* **EXERCISE OBJECTIVE**: Continue the article about Kelly's abusive relationship, starting after its last paragraph.

A night in July 2009, after watching DVDs at his grandparents’ home with Kelly and having a few alcoholic drinks, Rick decided he wanted to have sex. As Kelly resisted his attempts, Rick’s anger flared.
He pushed Kelly onto the bed, smacking her head into the bedside table. When he noticed she was bleeding, he grabbed her by the hair, dragged her into the bathroom and shoved her under the shower faucet. He then flung her back onto the bed and proceeded to have his way with her.
Kelly was in complete shock. Her body hurt and her mind was frantically running, but on the outside she kept her cool.
“I was absolutely terrified. I didn’t know what to do. I didn’t want to anger him,” Kelly said.
She lay there, silent.
“Freezing is a completely legitimate and common response to trauma,” said Marie Martinez, sexual assault services coordinator at Assault Care Center Extending Shelter and Support.
After Rick was finished, he told her he only did it because he wanted her so bad and loved her. She didn’t know what else to believe.
“I was trying to think, ‘Was I just raped? Can my boyfriend rape me?’” Kelly said.
Kelly would have night terrors about this night for the next two years, choosing to stay awake at night instead of replaying this petrifying scenario in her head.
Kelly decided not to tell anyone about the incident and stayed with Rick. The sexual assault continued throughout their relationship.
“It’s just like you go numb, because there’s nothing you can do about it,” Kelly said. “You can try to say no. You can try to fight it, but the less you fight, the easier it is because he doesn’t get angry so you don’t get hurt.”
Kelly was mentally manipulated to the point she thought this was how people showed affection.
“There’s a lot of confusion when it comes to intimate partner violence,” said Angie Schreck, executive director of Assault Care Center Extending Shelter and Support. “There is the emotional attachment that will make you feel tempted to make excuses or to blame yourself for what they are doing.”
Kelly knew if she told her friends they would blame her, the victim, because that’s what they did when they heard about other rape cases.
“People do that because they learn it everywhere,” Schreck said. “People do that as a defense mechanism: ‘If I can think of a reason that happened to her, and I can make that reason something that’s not about me, then maybe I’ll feel like that won’t happen to me.’”

* **GIVEN ENTRIES**:
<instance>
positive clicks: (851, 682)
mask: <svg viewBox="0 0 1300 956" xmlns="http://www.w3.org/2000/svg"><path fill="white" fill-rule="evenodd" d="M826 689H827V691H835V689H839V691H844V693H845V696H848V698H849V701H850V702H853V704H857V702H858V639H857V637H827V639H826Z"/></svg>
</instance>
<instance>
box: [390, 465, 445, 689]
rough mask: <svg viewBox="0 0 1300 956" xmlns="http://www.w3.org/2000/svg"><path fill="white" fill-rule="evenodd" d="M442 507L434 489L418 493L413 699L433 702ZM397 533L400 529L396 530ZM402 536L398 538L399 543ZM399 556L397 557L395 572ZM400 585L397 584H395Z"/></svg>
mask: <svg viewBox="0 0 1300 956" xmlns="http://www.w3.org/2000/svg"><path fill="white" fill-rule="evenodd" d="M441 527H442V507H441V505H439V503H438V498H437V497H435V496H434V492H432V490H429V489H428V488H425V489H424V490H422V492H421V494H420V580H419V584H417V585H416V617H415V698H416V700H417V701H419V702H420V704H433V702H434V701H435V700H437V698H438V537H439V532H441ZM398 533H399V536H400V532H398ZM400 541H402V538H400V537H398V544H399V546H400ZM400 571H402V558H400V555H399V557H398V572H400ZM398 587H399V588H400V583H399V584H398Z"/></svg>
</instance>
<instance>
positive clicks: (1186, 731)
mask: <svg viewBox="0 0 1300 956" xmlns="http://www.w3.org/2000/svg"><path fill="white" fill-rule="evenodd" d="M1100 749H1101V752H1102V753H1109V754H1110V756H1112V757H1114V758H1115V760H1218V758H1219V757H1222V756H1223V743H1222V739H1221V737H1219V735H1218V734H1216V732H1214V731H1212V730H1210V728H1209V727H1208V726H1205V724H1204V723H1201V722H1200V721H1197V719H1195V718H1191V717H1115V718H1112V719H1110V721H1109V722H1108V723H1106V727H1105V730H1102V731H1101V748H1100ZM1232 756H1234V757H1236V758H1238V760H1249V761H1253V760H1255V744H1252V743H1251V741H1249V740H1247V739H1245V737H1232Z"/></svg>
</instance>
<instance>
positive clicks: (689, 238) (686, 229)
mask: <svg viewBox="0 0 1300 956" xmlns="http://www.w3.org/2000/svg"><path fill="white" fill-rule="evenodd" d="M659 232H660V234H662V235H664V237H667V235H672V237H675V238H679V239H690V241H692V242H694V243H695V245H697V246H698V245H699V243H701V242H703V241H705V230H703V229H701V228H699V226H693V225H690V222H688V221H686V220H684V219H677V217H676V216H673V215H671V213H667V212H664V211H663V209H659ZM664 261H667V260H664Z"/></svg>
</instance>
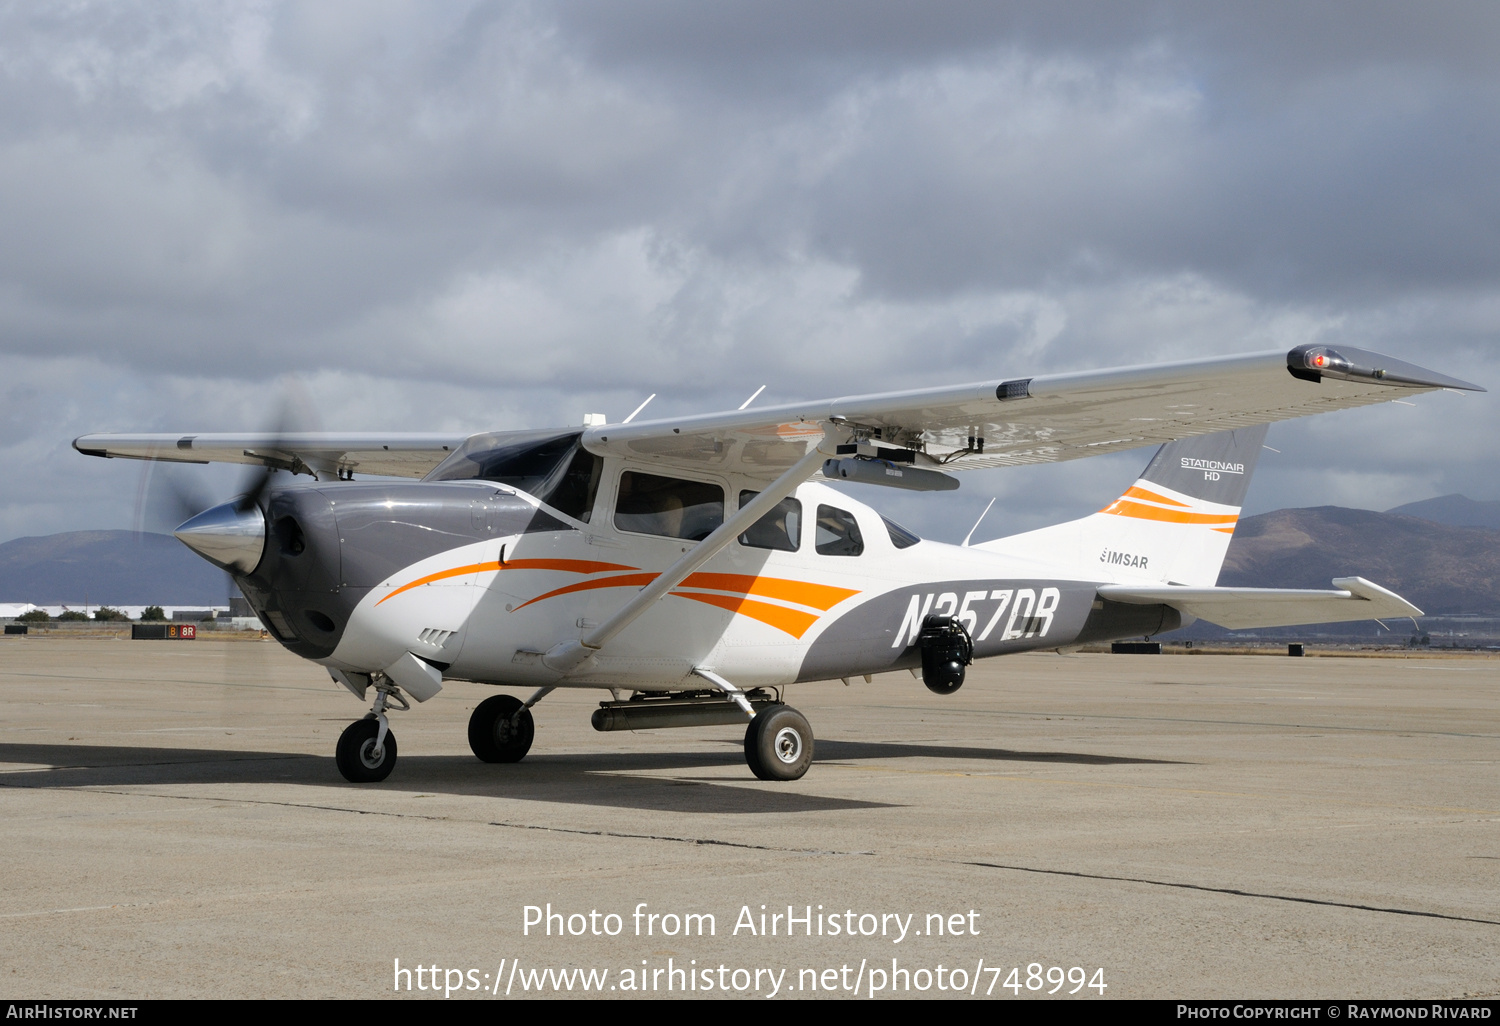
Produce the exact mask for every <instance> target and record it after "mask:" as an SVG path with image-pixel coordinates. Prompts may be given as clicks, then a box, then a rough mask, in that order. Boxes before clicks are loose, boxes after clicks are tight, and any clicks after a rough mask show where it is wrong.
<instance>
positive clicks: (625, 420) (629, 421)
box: [619, 392, 655, 425]
mask: <svg viewBox="0 0 1500 1026" xmlns="http://www.w3.org/2000/svg"><path fill="white" fill-rule="evenodd" d="M652 399H655V393H654V392H652V393H651V395H649V396H646V402H651V401H652ZM646 402H642V404H640V405H639V407H636V410H634V413H631V414H630V416H628V417H625V419H624V420H621V422H619V423H622V425H628V423H630V422H631V420H634V419H636V414H637V413H640V411H642V410H645V408H646Z"/></svg>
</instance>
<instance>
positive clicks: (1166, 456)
mask: <svg viewBox="0 0 1500 1026" xmlns="http://www.w3.org/2000/svg"><path fill="white" fill-rule="evenodd" d="M1265 440H1266V426H1265V425H1257V426H1254V428H1242V429H1239V431H1227V432H1221V434H1218V435H1202V437H1199V438H1187V440H1184V441H1175V443H1167V444H1166V446H1163V447H1161V449H1160V450H1157V455H1155V456H1154V458H1152V460H1151V463H1148V466H1146V469H1145V472H1143V474H1142V475H1140V477H1139V478H1137V480H1136V483H1134V484H1131V486H1130V487H1128V489H1127V490H1125V493H1124V495H1121V496H1119V498H1118V499H1115V501H1113V502H1110V504H1109V505H1106V507H1104V508H1103V510H1100V511H1098V513H1095V514H1094V516H1086V517H1083V519H1082V520H1073V522H1070V523H1061V525H1058V526H1052V528H1043V529H1040V531H1028V532H1026V534H1017V535H1013V537H1008V538H998V540H995V541H986V543H984V544H983V546H978V547H983V549H987V550H990V552H1007V553H1014V555H1019V556H1025V558H1029V559H1041V561H1046V562H1055V564H1061V567H1065V568H1067V570H1070V571H1073V573H1077V574H1080V576H1085V577H1092V579H1098V580H1119V582H1131V580H1134V582H1140V580H1152V582H1160V583H1181V585H1194V586H1212V585H1214V583H1217V582H1218V573H1220V567H1221V565H1223V564H1224V553H1226V552H1227V550H1229V541H1230V537H1232V535H1233V534H1235V525H1236V523H1238V522H1239V510H1241V507H1242V505H1244V502H1245V492H1247V490H1248V489H1250V475H1251V474H1253V472H1254V469H1256V460H1257V459H1259V458H1260V449H1262V443H1265Z"/></svg>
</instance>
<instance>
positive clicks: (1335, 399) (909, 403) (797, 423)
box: [583, 347, 1484, 477]
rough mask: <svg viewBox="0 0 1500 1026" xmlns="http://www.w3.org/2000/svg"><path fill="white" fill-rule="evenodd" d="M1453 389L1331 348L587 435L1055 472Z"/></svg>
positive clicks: (1240, 358) (633, 441) (1183, 362)
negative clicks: (870, 447)
mask: <svg viewBox="0 0 1500 1026" xmlns="http://www.w3.org/2000/svg"><path fill="white" fill-rule="evenodd" d="M1437 389H1454V390H1467V392H1484V389H1481V387H1479V386H1476V384H1470V383H1467V381H1460V380H1458V378H1451V377H1448V375H1443V374H1437V372H1434V371H1428V369H1425V368H1418V366H1415V365H1410V363H1403V362H1401V360H1394V359H1391V357H1383V356H1380V354H1377V353H1368V351H1364V350H1355V348H1350V347H1340V348H1337V350H1334V348H1329V347H1298V348H1295V350H1292V351H1290V353H1287V351H1280V350H1278V351H1272V353H1257V354H1248V356H1233V357H1215V359H1208V360H1190V362H1182V363H1166V365H1157V366H1137V368H1116V369H1109V371H1080V372H1070V374H1055V375H1041V377H1032V378H998V380H992V381H980V383H972V384H963V386H950V387H941V389H916V390H909V392H889V393H880V395H870V396H849V398H840V399H819V401H813V402H805V404H793V405H783V407H766V408H760V410H747V411H735V413H721V414H708V416H699V417H679V419H673V420H654V422H642V423H630V425H604V426H595V428H589V429H588V431H585V434H583V444H585V446H586V447H588V449H589V450H592V452H595V453H600V455H613V456H624V458H627V459H634V460H642V462H648V463H652V462H654V463H657V465H661V466H675V468H679V469H688V468H693V466H696V468H700V469H708V468H714V469H718V471H738V472H742V474H748V475H751V477H775V474H778V472H780V471H781V469H786V468H787V466H790V465H792V463H793V462H796V459H799V458H801V456H802V453H804V452H805V449H807V446H808V444H810V443H816V441H817V440H819V438H820V437H822V425H834V426H838V428H843V429H844V431H846V432H847V434H849V437H850V438H858V440H865V438H868V440H879V441H883V443H889V444H894V446H898V447H904V449H912V450H918V453H919V459H918V463H922V465H927V466H936V465H942V466H944V468H945V469H980V468H989V466H1016V465H1023V463H1052V462H1062V460H1070V459H1082V458H1086V456H1097V455H1101V453H1112V452H1119V450H1127V449H1137V447H1142V446H1157V444H1163V443H1169V441H1176V440H1181V438H1190V437H1194V435H1208V434H1214V432H1221V431H1230V429H1235V428H1248V426H1251V425H1263V423H1271V422H1277V420H1290V419H1293V417H1304V416H1308V414H1319V413H1329V411H1334V410H1347V408H1350V407H1362V405H1368V404H1376V402H1385V401H1389V399H1395V398H1398V396H1403V395H1412V393H1421V392H1433V390H1437Z"/></svg>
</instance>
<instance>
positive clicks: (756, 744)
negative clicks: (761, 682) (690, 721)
mask: <svg viewBox="0 0 1500 1026" xmlns="http://www.w3.org/2000/svg"><path fill="white" fill-rule="evenodd" d="M693 673H696V675H697V676H702V678H703V679H705V681H708V682H709V684H712V685H714V687H717V688H718V690H721V691H723V693H724V694H727V696H729V699H730V700H732V702H733V703H735V705H738V706H739V708H742V709H744V711H745V712H747V714H748V715H750V717H751V718H750V726H747V727H745V765H748V766H750V772H753V774H754V775H756V777H757V778H760V780H799V778H801V777H802V775H804V774H805V772H807V768H808V766H811V765H813V727H811V724H810V723H808V721H807V717H805V715H802V714H801V712H798V711H796V709H793V708H792V706H790V705H772V706H771V708H766V709H760V711H759V712H756V711H754V708H753V706H751V705H750V702H748V699H745V693H744V691H741V690H739V688H738V687H735V685H733V684H730V682H729V681H726V679H724V678H721V676H720V675H718V673H714V672H712V670H705V669H702V667H699V669H694V670H693Z"/></svg>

* **RESPONSE AREA**:
When Kelly went back to school, the relationship ended. Kelly was devastated at the time.
After Rick, everything about Kelly changed. She dropped out of all her extracurriculars, was put on academic probation and started drinking three nights a week.
In her eyes, she was ugly, fat and stupid.
“I never wanted to have sex because it made me feel good, it was just because it was what I was good at,” Kelly said.
Kelly began to sleep with random guys after nights of partying.
“It was kind of a feeling of helplessness, like no matter what you will not take me seriously, you will not respect me so I might as well sleep with you,” Kelly said.
During January of her sophomore year, Kelly was assaulted yet again.
Kelly was at her new boyfriend Ryan’s apartment in Campustown, who had some friends coming to stay with him.
It was a dark and cold Thursday night — mug night — and even though she didn’t want to walk by herself, Ryan wouldn’t walk her home.
Kelly had done this walk many times before. As she turned off Ash Avenue and began walking on the dark, unlit path along the river by the Memorial Union parking garage, she heard someone running behind her.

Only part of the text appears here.